● ENUNCIADO 1: Indica cuántas líneas de los registros contienen la palabra "What", teniendo en cuenta mayúsculas y minúsculas. Responde solo con el número.

● TEXTO FUENTE:
En un recorrido por El Placer, en el Bajo Putumayo, María González, una de las sobrevivientes de la masacre paramilitar ocurrida en este lugar hace 20 años recuerda el horror que vivieron. Todo a través de objetos de su museo de la memoria.

Paula Fernández Seijo*
08 de febrero de 2019 - 12:25 a. m.
Museo de la Memoria, el lugar en el que hoy reposan algunos de los recuerdos y símbolos del horror de la guerra en el Placer, Bajo Putumayo. /Paula Fernández Seijo.
Museo de la Memoria, el lugar en el que hoy reposan algunos de los recuerdos y símbolos del horror de la guerra en el Placer, Bajo Putumayo. /Paula Fernández Seijo.

”Las mujeres fundaron este pueblo. Doña Laura, Estela, Victoria y Doña Eva - que era una gran líder política - con sus familias fueron las que a base de pico, rompieron montaña y alzaron lo que hoy conocemos como El Placer, en el Bajo Putumayo”, recuerda María González, mientras caminamos despacio por las desiertas calles del pueblo. Vamos camino al Museo de la Memoria, el lugar en el que hoy reposan algunos de los recuerdos y símbolos del horror de esos días de guerra, aportados por la comunidad.

● MATERIAL MOSTRADO:
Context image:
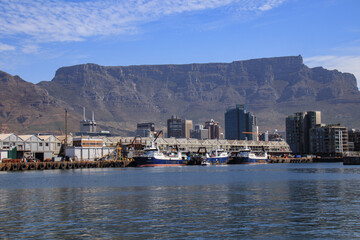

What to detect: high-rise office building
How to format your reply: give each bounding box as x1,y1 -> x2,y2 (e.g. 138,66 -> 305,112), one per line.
136,123 -> 155,137
286,111 -> 321,154
205,119 -> 221,139
167,115 -> 185,138
225,105 -> 257,140
183,120 -> 193,138
190,124 -> 209,140
309,124 -> 349,156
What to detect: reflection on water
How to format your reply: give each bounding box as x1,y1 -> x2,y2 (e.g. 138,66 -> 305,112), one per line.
0,163 -> 360,239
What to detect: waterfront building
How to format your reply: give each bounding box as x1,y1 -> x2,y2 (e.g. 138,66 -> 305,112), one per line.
167,115 -> 185,138
80,107 -> 96,133
66,137 -> 114,161
183,120 -> 193,138
19,135 -> 53,161
286,111 -> 321,154
0,133 -> 24,151
75,107 -> 111,136
225,105 -> 257,140
205,119 -> 221,139
310,124 -> 349,156
136,123 -> 155,137
190,124 -> 209,140
348,129 -> 360,152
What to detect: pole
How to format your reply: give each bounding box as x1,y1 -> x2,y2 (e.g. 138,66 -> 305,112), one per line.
64,109 -> 67,158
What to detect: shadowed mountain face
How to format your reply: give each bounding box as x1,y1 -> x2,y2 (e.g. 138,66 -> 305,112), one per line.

● ENUNCIADO 2: En el texto sobre El Placer, ¿qué razón da María González para afirmar que las mujeres fundaron el pueblo?

● SOLUCIÓN 1: 5

● SOLUCIÓN 2: Doña Laura, Estela, Victoria y Doña Eva fueron, junto con sus familias, quienes rompieron montaña a base de pico. Así alzaron lo que hoy se conoce como El Placer, en el Bajo Putumayo.